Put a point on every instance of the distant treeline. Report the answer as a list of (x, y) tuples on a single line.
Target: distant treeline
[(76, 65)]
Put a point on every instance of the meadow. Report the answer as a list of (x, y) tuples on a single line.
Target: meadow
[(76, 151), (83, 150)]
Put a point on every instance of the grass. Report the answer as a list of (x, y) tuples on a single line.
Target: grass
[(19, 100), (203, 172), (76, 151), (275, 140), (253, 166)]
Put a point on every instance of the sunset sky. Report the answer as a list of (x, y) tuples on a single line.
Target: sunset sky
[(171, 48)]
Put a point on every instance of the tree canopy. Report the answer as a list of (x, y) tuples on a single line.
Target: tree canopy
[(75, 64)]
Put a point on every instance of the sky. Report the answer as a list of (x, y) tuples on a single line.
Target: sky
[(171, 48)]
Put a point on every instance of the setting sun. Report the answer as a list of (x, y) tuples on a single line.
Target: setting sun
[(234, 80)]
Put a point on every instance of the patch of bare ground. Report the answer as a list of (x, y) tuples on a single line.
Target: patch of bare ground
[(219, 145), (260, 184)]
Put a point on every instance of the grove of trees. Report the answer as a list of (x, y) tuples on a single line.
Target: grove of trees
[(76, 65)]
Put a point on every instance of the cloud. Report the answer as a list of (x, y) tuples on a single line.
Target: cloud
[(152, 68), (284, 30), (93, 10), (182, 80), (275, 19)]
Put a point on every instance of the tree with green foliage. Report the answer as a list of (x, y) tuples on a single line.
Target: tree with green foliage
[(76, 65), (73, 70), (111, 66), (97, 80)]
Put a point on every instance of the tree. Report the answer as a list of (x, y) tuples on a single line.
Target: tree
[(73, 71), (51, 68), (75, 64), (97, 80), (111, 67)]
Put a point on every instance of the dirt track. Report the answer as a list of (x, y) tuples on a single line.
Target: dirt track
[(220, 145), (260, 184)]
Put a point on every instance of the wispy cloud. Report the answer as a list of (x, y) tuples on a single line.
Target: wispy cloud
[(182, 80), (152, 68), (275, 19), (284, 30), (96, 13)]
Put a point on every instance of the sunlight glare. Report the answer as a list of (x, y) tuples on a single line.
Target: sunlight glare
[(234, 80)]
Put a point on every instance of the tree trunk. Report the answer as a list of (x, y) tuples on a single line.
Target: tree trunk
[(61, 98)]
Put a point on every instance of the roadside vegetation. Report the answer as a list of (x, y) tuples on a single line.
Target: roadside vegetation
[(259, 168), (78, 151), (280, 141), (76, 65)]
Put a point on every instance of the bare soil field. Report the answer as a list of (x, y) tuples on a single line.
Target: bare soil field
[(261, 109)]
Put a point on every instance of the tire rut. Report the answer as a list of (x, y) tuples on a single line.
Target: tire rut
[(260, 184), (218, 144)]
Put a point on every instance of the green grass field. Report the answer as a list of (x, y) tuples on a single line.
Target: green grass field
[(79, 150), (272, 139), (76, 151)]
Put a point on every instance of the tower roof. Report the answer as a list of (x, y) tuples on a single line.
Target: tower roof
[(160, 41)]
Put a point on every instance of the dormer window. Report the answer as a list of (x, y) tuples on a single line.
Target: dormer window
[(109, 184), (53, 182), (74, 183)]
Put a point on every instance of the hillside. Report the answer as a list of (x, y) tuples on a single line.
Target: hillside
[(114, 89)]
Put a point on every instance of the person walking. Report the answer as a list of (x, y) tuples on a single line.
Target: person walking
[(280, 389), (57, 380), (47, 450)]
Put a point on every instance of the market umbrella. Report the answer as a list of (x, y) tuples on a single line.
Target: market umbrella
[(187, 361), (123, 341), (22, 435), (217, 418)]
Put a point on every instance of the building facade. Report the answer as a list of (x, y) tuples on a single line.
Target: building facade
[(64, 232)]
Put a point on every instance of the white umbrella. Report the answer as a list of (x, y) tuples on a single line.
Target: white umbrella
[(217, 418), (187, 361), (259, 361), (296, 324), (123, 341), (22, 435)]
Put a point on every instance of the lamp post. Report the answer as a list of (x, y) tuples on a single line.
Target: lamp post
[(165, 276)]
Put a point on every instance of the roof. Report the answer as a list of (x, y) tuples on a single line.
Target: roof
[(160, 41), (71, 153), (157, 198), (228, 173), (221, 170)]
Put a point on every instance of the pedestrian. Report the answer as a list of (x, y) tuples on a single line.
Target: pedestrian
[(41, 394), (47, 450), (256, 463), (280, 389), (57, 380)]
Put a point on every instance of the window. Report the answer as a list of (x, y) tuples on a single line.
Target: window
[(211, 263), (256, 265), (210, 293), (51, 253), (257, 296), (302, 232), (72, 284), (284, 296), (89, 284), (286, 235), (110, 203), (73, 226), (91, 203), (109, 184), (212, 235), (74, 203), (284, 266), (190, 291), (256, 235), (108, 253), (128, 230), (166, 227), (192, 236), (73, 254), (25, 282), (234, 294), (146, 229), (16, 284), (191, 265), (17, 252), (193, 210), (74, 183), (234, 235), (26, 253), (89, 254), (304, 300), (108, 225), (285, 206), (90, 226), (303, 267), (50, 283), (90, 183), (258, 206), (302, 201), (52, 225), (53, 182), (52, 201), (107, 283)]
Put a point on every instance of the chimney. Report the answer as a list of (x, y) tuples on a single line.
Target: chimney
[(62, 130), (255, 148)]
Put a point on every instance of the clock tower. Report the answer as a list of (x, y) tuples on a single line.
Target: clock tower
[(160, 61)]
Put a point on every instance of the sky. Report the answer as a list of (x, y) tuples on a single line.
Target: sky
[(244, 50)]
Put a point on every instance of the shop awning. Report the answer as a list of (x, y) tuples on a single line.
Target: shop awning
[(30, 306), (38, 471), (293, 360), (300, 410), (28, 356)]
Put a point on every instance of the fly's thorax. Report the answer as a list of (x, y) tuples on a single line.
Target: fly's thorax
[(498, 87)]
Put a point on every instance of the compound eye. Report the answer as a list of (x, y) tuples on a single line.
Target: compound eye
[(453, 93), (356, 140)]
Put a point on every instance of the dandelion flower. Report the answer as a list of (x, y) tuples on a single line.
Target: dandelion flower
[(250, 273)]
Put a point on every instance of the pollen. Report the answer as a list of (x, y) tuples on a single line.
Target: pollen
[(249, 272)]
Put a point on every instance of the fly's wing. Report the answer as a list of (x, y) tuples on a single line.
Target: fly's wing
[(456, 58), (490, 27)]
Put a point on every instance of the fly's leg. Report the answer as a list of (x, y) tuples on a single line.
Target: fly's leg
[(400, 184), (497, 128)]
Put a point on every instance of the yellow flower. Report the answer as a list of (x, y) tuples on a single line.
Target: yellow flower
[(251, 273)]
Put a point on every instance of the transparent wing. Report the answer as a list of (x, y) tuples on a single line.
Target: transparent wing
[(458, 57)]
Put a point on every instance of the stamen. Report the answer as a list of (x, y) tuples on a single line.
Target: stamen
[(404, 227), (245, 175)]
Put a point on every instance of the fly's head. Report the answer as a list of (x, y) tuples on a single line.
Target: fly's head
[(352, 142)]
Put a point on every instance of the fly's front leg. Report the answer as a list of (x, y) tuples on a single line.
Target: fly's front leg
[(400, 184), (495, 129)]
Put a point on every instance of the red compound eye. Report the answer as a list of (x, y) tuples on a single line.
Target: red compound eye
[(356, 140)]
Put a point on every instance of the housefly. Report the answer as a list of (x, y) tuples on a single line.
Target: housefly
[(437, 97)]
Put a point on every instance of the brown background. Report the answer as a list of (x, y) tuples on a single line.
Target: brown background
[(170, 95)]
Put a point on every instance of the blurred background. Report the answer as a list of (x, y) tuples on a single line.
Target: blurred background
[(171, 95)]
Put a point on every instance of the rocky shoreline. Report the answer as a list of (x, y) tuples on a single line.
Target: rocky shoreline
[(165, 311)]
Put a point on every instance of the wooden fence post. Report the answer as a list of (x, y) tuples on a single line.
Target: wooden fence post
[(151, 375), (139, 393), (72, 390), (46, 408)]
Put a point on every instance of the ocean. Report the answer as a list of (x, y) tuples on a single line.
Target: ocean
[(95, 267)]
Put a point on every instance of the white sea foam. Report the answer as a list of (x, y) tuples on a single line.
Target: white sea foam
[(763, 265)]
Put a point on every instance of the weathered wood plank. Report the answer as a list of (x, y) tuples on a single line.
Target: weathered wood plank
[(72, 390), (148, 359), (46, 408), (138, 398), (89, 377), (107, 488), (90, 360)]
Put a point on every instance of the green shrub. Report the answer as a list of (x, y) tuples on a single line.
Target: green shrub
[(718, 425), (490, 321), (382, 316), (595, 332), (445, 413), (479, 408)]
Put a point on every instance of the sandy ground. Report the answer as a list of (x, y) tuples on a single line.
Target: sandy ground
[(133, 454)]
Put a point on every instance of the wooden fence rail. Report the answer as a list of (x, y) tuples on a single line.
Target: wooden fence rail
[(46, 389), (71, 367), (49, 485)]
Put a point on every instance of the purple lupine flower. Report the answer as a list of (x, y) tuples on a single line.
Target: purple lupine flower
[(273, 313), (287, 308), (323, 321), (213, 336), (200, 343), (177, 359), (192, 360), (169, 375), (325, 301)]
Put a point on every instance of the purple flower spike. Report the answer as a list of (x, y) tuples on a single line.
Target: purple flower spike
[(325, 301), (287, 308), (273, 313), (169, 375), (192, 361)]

━━━━━━━━━━━━━━━━

SET TASK — Copy out the entries above verbatim, from the line containing "Put a point on every instance of the shop" through the line containing "[(249, 272)]", including both of those lines.

EXERCISE RESULT —
Put a point on every instance of the shop awning. Report the answer as a list of (x, y) tuples on a single line.
Target: shop awning
[(30, 306), (38, 471), (293, 360), (300, 410), (28, 356)]
Put a point on every instance of the fly's thorax. Report the answer as a list of (x, y) tuples on a single line.
Target: fly's thorax
[(498, 87)]
Put a point on every instance of the compound eye. Report the answer as a list of (x, y) tuples on a single line.
Target: compound eye
[(453, 93), (356, 140)]
Put a point on every instance of the dandelion flower. Report the answer as a list of (x, y) tuples on a single line.
Target: dandelion flower
[(250, 273)]
Put a point on every instance of the pollen. Report the answer as a list of (x, y) tuples on a single line.
Target: pollen
[(249, 272)]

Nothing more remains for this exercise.